#### DOCUMENT PASSAGE ####

Sentimental time (it had to come). I have 3 'core' food memories. The first, eating 'Farley's Rusks' with hot milk. I must have been younger than three years old. Another from around the same time during a holiday in Italy, probably summer 1973-ish. A night time family meal; deafening sounds of cicadas as we ate razor clams. The clams were probably on pasta, I don't really remember, though I do still have some of the shells today. At the end of the same meal one of my mother's cousins took me to stand in the middle of a cloud of fireflies at the bottom of the garden. He caught one, placed it in my open palm and I watched it crawl across my hand with its bottom blinking. One of my aunts still remembers that around the same time I declared in Italian one bedtime that I didn't want to kiss everyone goodnight. No. I was going to run into the garden to 'abbraciare la notte' ('hug the night'). Impressive for a 3 year old. But then they knew I was a poet.


My final core memory, a year or so later but incredibly vivid. The smell of red ragù filling our family home in Cardiff as my mother cooked to classical music on the radio. Winey, meaty, tomatoey, oniony. A little heavy on the Beethoven, but home. Safe.


For years, as children, that ragù and 'pasta al pomodoro' was the only pasta we ate. We called it simply 'red sauce'. This recipe is maybe 90% what my mother, and, I've worked out, her grandmother and great grandmother cooked at home, however It's worth noting that in Cardiff in the early 1970s there was only one type of pasta that was readily available. Spaghetti. (I remember the long blue 'Carta di Zucchero' Barilla packaging vividly).


The pici I've included in this recipe are a little bit of a sentimental nod to my family's roots in Tuscany, though as a child we'd normally eat this meal with either spaghetti or tagliatelle - and I suspect that was just down to the types of pasta available in Cardiff in the early 1970s.


I've no idea how my great great grandmother made pasta at home, but I suppose there's a good chance that it might have been by hand and it might have been in the shape of pici. Big, fat uneven ropes of fresh pasta. Nowadays in London I just buy pici dry. Pasta Morelli.

#### GIVEN DATA ####

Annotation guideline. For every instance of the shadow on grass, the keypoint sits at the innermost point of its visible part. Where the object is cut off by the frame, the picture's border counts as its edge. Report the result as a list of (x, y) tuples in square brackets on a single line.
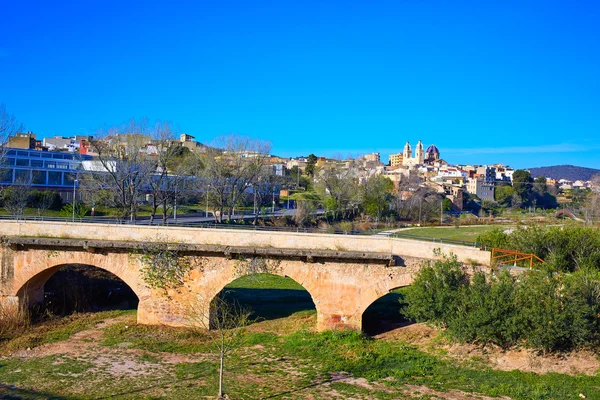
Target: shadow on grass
[(10, 392), (269, 304)]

####

According to the ragù memoir, what was the only type of pasta readily available in Cardiff in the early 1970s? Please answer in a few words. The data above has no part in this.

Spaghetti.